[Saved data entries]

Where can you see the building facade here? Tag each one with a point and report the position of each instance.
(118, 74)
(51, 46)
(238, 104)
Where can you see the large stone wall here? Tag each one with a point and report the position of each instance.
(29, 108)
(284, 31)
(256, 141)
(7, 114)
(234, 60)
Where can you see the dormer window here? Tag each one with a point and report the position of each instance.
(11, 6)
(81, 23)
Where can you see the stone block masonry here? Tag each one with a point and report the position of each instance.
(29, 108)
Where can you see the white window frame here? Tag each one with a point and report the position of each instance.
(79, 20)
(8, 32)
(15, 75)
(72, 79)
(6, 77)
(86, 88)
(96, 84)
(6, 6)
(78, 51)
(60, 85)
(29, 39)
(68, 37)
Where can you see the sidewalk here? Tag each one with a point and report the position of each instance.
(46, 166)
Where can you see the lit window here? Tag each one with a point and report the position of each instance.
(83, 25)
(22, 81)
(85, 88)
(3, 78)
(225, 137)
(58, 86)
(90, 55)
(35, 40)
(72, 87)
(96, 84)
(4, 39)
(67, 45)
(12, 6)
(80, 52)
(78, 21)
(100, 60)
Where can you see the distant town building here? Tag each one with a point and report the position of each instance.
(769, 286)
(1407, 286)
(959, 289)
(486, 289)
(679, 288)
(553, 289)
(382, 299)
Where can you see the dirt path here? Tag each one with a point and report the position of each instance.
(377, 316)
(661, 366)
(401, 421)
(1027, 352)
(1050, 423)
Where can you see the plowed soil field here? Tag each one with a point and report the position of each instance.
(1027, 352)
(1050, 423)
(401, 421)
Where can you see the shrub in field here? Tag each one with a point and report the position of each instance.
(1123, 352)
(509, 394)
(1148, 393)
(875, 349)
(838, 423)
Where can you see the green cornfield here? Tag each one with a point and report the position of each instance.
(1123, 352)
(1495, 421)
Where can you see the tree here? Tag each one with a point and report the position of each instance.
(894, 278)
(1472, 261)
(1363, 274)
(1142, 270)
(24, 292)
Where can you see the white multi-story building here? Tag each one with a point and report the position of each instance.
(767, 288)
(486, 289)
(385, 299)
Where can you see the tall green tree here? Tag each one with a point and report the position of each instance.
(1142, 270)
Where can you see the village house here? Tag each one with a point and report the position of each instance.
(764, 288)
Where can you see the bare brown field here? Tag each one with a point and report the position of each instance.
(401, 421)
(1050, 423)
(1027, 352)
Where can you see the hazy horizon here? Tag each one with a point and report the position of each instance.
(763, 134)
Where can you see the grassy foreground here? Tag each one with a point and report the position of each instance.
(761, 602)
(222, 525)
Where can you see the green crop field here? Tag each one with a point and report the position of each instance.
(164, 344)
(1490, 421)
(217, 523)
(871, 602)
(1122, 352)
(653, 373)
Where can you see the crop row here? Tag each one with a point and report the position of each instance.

- _ASSIGNMENT_: The output consists solely of the lines from the line that contains "Where can you see the bare" through the final line of the data.

- _EXERCISE OUTPUT_:
Where can you see the bare brown field here? Tag each one with a point and report the position of each instance.
(401, 421)
(1050, 423)
(1027, 352)
Where can you see the hazy horizon here? Tag each one with a point and report the position of each instance.
(763, 134)
Where can you see the grassy foreground here? Tag each one with a point and report the position of each instance.
(761, 602)
(222, 525)
Where can you see the green crop field here? Tag each one with a point and report the position of each instance.
(164, 344)
(1490, 421)
(217, 523)
(871, 602)
(1122, 352)
(653, 373)
Where can you see the crop row here? Tag each one with a point and report the position of each instance.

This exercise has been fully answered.